**Work order:**
Every line of the data below that holds the string "pleated" needs to be reported.
** Opening Material supplied block **
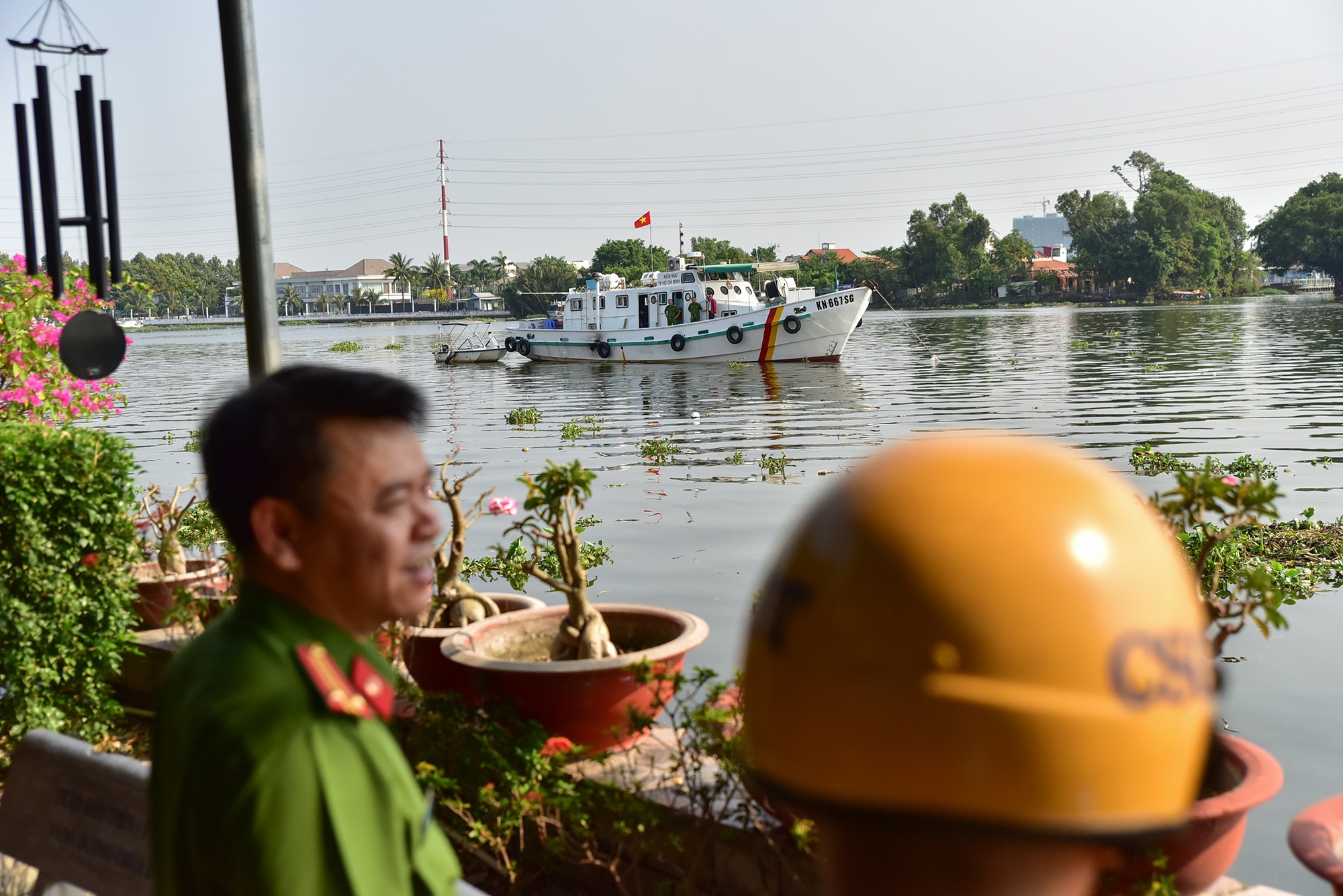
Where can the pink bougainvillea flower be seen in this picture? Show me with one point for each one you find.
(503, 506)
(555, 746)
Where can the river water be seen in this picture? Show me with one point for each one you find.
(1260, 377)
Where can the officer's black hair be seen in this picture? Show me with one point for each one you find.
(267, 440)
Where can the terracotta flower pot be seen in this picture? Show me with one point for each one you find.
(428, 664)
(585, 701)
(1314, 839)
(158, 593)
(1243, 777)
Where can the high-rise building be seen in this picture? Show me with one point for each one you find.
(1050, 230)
** Closing Material supplied block **
** Opening Material supplied block **
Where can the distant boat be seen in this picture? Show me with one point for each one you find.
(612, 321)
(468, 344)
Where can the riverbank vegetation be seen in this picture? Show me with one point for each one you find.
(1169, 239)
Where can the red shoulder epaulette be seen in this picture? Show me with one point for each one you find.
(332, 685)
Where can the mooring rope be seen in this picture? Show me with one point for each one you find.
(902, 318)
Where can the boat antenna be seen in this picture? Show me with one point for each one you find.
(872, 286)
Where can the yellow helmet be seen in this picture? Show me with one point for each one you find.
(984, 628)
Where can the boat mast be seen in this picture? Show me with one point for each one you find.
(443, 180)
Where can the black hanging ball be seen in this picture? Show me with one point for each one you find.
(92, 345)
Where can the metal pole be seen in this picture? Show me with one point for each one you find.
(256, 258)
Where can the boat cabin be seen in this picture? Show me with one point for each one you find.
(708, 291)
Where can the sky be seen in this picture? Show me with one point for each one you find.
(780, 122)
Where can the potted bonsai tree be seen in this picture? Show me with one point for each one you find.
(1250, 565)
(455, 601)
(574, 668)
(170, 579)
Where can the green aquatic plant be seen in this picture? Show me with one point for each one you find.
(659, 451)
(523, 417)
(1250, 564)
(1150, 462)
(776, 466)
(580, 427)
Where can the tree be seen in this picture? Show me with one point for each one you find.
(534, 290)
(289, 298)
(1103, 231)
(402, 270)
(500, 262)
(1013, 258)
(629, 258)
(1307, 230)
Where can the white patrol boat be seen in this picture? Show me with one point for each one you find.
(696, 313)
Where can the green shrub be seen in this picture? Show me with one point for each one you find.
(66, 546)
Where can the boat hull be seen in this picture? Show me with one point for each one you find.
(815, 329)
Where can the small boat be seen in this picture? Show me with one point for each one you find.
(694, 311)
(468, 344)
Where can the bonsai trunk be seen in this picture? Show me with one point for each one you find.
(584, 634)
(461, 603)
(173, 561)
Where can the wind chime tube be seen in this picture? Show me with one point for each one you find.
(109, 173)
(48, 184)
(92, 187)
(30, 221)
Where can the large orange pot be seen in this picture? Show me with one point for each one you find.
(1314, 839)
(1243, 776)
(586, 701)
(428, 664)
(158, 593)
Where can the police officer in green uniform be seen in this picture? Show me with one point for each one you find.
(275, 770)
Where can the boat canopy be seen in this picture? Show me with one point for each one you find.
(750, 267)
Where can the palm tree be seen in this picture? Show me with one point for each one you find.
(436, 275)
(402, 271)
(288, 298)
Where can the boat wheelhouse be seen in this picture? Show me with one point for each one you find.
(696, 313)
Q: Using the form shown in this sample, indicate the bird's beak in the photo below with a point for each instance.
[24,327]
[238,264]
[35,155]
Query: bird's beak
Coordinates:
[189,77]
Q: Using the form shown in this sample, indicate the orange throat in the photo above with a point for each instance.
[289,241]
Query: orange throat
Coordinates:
** Closing Material supplied block **
** Opening Material supplied block **
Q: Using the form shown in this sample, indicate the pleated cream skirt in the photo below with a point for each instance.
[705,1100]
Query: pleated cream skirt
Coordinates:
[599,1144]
** Closing Material supplied block **
**Task result:**
Q: Using the form shown in this sample, indicate the pleated cream skirt in the photo below with a point for each instance.
Query: pleated cream skirt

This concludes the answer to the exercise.